==== THE DATA
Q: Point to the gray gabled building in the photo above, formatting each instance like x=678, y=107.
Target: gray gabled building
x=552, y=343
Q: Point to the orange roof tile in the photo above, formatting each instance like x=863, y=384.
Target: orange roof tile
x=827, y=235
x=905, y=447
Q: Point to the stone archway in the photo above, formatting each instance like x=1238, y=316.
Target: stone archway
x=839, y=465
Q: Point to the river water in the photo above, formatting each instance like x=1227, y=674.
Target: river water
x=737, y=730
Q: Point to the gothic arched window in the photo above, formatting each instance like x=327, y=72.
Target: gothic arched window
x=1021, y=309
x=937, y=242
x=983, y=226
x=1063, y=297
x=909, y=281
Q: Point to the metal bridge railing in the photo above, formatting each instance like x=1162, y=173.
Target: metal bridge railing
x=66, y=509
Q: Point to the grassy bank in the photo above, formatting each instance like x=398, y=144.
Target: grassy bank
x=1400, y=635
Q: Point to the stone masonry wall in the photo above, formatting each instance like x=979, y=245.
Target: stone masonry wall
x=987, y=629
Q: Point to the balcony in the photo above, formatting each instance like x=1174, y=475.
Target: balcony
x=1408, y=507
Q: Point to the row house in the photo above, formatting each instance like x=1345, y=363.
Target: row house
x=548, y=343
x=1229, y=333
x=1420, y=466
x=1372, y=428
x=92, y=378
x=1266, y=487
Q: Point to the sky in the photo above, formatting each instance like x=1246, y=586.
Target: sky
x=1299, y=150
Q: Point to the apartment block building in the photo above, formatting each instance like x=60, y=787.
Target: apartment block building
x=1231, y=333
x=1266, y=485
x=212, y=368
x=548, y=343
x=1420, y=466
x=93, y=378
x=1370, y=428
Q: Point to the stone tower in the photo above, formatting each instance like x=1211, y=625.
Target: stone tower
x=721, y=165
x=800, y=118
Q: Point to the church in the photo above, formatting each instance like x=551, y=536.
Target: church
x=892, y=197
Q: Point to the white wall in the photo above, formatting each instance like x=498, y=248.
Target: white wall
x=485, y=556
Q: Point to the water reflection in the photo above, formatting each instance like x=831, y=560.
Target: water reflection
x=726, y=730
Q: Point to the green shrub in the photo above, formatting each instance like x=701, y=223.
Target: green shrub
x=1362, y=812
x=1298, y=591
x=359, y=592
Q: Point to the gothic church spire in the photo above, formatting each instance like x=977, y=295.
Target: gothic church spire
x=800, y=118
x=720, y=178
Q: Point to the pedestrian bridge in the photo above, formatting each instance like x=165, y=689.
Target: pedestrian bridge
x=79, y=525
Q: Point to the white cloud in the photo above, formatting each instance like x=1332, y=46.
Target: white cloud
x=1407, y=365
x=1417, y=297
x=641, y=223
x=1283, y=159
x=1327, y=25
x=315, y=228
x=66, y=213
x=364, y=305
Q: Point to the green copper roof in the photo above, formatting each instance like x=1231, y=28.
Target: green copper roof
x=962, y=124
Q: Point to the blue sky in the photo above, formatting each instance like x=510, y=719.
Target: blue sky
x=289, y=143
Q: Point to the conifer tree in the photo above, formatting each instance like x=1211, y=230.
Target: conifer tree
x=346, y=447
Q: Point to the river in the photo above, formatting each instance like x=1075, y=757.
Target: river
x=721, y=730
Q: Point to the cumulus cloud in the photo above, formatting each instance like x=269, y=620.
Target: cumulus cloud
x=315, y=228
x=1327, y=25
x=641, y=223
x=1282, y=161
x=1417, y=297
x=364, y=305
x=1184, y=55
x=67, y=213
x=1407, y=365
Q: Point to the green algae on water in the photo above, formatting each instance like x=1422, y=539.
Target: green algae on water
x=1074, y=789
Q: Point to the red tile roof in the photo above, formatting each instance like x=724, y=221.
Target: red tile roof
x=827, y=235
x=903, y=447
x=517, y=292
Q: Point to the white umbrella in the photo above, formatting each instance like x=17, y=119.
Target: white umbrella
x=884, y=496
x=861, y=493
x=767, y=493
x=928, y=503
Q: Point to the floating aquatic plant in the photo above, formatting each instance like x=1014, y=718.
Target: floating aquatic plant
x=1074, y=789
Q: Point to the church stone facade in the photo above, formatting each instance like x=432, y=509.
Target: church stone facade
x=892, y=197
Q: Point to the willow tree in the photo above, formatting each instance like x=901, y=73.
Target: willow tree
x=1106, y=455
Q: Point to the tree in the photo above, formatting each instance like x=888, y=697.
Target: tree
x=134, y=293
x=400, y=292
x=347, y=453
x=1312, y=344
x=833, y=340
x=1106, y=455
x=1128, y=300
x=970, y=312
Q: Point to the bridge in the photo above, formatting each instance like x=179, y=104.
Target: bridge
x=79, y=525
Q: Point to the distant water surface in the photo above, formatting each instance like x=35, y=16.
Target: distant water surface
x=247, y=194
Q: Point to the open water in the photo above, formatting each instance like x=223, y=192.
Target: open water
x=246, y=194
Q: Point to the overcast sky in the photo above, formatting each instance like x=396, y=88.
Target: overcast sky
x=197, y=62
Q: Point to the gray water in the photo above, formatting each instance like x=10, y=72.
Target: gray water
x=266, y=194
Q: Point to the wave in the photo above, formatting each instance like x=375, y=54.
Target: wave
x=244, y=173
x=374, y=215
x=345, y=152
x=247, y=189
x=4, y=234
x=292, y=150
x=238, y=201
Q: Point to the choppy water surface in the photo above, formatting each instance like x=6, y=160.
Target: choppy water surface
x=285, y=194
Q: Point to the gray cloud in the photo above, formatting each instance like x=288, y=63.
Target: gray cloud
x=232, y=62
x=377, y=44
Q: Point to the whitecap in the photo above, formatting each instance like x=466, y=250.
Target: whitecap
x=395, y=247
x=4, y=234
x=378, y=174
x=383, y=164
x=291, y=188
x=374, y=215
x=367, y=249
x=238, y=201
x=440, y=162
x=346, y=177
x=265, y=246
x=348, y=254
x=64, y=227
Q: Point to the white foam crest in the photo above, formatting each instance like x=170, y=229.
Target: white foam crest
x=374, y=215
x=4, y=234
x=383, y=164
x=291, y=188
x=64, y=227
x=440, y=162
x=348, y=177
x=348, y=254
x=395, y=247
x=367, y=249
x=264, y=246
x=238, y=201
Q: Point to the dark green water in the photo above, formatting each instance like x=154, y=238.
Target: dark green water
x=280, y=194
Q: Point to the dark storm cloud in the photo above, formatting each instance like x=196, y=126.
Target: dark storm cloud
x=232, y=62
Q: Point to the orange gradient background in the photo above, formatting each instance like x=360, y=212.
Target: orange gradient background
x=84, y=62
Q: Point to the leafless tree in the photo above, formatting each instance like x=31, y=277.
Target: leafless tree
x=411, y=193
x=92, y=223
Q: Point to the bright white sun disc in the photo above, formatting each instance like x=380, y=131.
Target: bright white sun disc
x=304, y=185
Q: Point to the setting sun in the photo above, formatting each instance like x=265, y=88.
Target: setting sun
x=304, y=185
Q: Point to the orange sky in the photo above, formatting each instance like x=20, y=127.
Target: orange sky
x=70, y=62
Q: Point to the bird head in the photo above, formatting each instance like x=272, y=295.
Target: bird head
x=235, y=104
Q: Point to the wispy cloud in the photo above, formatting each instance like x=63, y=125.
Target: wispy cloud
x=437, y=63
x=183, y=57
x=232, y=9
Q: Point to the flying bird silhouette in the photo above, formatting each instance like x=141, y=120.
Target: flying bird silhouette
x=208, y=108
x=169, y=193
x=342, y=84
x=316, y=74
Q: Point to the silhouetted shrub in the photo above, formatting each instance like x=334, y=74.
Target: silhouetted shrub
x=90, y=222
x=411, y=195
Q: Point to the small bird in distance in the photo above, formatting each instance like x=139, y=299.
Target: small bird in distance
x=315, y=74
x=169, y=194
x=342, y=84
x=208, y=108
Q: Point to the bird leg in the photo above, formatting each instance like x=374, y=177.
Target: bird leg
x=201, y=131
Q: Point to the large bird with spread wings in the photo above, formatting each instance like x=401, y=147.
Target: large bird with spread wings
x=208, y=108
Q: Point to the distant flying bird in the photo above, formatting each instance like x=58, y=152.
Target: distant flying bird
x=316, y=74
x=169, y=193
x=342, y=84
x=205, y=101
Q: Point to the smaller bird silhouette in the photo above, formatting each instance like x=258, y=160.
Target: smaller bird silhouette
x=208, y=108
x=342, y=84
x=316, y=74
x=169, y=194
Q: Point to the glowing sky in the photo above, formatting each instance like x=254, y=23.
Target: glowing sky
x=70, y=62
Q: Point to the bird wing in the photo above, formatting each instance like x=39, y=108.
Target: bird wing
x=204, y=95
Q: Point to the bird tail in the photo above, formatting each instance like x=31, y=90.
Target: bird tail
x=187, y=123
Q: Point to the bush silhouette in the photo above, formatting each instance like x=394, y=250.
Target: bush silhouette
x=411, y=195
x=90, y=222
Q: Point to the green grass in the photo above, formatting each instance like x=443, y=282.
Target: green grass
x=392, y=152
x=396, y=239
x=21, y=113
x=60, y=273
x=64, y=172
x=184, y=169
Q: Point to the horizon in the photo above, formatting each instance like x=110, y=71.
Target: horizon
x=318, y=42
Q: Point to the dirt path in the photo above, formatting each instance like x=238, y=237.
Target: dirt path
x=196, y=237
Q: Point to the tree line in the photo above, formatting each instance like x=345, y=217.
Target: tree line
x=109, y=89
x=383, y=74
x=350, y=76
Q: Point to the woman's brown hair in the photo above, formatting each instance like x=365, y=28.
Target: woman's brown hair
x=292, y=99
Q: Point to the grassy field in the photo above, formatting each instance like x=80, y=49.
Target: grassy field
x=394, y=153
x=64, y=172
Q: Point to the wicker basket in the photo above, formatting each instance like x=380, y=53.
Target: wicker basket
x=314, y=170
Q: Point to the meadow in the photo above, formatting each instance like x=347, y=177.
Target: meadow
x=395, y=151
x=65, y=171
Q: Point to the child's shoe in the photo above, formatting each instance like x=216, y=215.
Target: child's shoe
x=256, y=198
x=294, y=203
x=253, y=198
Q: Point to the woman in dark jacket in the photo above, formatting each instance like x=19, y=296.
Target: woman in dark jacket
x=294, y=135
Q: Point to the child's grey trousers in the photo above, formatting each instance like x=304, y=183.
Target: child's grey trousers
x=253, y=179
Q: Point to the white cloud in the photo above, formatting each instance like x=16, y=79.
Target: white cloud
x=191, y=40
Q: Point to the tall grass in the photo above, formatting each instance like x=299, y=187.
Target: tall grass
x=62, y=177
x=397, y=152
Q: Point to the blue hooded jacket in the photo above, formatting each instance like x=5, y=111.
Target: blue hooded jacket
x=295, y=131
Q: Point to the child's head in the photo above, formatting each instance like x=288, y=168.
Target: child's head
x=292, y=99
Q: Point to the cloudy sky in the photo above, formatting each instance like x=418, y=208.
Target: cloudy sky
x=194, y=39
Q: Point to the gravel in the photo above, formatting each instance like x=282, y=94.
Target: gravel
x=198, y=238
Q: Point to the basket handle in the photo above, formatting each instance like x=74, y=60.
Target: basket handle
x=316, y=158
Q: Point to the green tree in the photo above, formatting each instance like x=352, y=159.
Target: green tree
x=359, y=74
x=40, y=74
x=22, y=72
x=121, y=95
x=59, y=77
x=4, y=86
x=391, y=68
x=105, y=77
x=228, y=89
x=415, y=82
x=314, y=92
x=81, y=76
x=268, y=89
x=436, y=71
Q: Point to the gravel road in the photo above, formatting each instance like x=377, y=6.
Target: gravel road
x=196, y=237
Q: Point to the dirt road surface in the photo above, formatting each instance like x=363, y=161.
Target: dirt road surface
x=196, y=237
========
(REQUIREMENTS):
Retype the stretch of rows from the line containing "Q: Point to the balcony" through the line containing "x=1408, y=507", with both of those lines included, reproducing each line character for character.

(COMPLETED TASK):
Q: Point to the balcony in the photo above, formatting each instance like x=1174, y=475.
Target: balcony
x=1408, y=507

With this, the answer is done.